» **AIM OF THE EXERCISE**: A verbatim copy of every entry is required.

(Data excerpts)
+++++

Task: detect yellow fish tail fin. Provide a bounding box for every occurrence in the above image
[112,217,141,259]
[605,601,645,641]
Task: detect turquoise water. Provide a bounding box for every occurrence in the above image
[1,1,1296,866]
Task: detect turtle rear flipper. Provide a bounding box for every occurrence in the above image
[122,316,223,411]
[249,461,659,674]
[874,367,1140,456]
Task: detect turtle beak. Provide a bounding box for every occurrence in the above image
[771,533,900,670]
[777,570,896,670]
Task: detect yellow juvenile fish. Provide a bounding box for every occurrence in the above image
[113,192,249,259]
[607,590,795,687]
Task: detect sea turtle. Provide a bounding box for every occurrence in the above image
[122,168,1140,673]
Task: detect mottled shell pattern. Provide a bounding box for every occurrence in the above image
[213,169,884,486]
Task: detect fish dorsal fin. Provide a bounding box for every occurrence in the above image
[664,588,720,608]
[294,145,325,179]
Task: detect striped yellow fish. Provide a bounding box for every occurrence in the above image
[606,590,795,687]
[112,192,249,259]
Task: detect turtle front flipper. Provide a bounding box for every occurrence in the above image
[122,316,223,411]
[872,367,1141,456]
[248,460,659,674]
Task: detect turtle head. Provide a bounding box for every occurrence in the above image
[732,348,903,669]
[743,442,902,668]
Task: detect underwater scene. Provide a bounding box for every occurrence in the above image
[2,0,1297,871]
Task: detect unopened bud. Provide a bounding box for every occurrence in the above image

+++++

» **PROBLEM SOLUTION**:
Task: detect yellow fish tail fin. Provide a bounding box for every occurrence in the above image
[112,217,141,259]
[605,601,645,641]
Task: detect turquoise water. Provide a bounding box for every occurrence in the above image
[1,1,1296,866]
Task: detect turtle rear flipper. Provide a bounding box for every occurrence in the above image
[122,316,223,411]
[249,461,659,674]
[874,367,1140,456]
Task: detect turtle beak. Provide a bounding box for every occurrence in the above image
[771,533,900,670]
[777,570,896,670]
Task: detect yellow juvenile fish. Provide a bounding box for every occurrence in the above image
[113,192,249,259]
[607,590,795,687]
Task: detect sea turtle. Provide a bounding box for every occurrence in the above image
[122,168,1140,673]
Task: detect mottled shell pattern. Provide a bounding box for every occurrence in the above image
[213,169,884,486]
Task: detect fish dorsal fin. Provide a bounding box for every occurrence in the above image
[664,588,720,608]
[294,145,325,179]
Task: detect striped yellow fish. Provide a bounding box for every occurrence in the above image
[606,590,795,687]
[112,192,249,259]
Task: detect turtle front flipper. Provide a bounding box for every occurrence in the above image
[122,316,223,411]
[872,367,1141,456]
[248,460,659,674]
Task: detect turtle head. Provide a bounding box for every occurrence in the above image
[732,348,903,669]
[743,442,902,668]
Task: detect underwater scene. Provide a bounding box for every occurrence in the above image
[2,0,1297,871]
Task: detect unopened bud. Provide a bounding box for every occurrence in the above image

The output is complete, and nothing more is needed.